> _Task inputs_

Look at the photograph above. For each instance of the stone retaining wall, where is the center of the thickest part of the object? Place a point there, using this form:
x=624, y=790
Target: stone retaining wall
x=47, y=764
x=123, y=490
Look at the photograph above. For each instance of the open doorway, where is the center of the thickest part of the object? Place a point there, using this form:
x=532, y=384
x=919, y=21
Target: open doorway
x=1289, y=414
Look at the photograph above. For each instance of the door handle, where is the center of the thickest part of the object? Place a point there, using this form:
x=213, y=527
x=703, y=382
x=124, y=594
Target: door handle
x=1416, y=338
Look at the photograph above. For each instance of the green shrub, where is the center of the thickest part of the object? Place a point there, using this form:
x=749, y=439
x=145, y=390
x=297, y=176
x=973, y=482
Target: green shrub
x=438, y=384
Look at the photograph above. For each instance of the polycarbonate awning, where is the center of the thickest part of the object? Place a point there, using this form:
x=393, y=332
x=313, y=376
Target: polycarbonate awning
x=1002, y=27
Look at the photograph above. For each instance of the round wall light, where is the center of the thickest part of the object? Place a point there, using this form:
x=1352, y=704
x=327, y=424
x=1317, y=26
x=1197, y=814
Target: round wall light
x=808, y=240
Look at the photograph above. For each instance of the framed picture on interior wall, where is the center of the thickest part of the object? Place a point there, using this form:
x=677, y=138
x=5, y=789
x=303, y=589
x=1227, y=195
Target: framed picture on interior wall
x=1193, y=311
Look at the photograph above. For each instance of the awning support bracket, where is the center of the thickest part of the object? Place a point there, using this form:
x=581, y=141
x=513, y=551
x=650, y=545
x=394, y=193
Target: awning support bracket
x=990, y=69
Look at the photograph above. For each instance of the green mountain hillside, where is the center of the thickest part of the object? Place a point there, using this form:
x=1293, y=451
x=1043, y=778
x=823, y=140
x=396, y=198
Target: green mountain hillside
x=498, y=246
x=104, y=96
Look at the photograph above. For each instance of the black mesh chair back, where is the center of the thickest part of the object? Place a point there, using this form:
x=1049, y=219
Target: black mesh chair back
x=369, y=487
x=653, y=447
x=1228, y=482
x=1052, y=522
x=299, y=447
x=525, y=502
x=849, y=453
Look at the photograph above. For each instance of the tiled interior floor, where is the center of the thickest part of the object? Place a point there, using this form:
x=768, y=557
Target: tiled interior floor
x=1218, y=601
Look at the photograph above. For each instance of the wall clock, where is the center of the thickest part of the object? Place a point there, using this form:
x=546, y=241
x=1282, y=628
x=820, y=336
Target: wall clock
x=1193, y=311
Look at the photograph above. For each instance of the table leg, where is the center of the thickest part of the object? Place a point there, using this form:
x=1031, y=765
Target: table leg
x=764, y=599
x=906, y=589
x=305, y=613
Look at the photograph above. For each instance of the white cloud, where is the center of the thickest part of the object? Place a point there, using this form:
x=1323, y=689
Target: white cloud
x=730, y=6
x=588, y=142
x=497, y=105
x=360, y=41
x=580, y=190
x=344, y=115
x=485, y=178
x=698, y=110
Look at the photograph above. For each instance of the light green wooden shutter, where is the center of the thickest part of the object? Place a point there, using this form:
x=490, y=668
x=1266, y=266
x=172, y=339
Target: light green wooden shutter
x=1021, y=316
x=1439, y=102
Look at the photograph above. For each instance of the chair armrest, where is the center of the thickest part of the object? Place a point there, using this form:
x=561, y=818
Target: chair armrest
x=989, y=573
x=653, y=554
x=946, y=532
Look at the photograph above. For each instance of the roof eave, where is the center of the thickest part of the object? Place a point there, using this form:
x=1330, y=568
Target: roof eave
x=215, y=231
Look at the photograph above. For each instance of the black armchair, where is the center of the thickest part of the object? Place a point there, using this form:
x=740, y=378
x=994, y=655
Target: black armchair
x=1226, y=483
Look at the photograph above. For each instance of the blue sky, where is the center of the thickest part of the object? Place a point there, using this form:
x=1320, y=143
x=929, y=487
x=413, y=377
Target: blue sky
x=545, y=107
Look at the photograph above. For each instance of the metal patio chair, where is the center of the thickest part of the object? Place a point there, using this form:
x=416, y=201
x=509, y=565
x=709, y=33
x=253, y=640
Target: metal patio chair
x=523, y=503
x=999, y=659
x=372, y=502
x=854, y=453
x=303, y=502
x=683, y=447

> _Your objective_
Each line from the one with "black armchair, where" through the last line of the records must be written out word for word. Include nothing else.

> _Reply to the exercise_
Look at the photograph above. For each instance of the black armchair, where is the center of the thickest part of the object? Place a point there, using this form:
x=740, y=378
x=994, y=655
Target: black armchair
x=1226, y=483
Look at the photograph above. For each instance of the blue sky, where is the center of the thickest part of the object? Place a point there, using this form:
x=1320, y=143
x=929, y=487
x=413, y=377
Target: blue sky
x=545, y=107
Look at the photograph above. For each instance of the metal patio chair, where is the center of the thickest part of the object? Place a point there, using this form:
x=416, y=201
x=509, y=565
x=709, y=33
x=253, y=640
Target: metal patio chair
x=523, y=503
x=999, y=659
x=372, y=502
x=854, y=453
x=303, y=502
x=683, y=447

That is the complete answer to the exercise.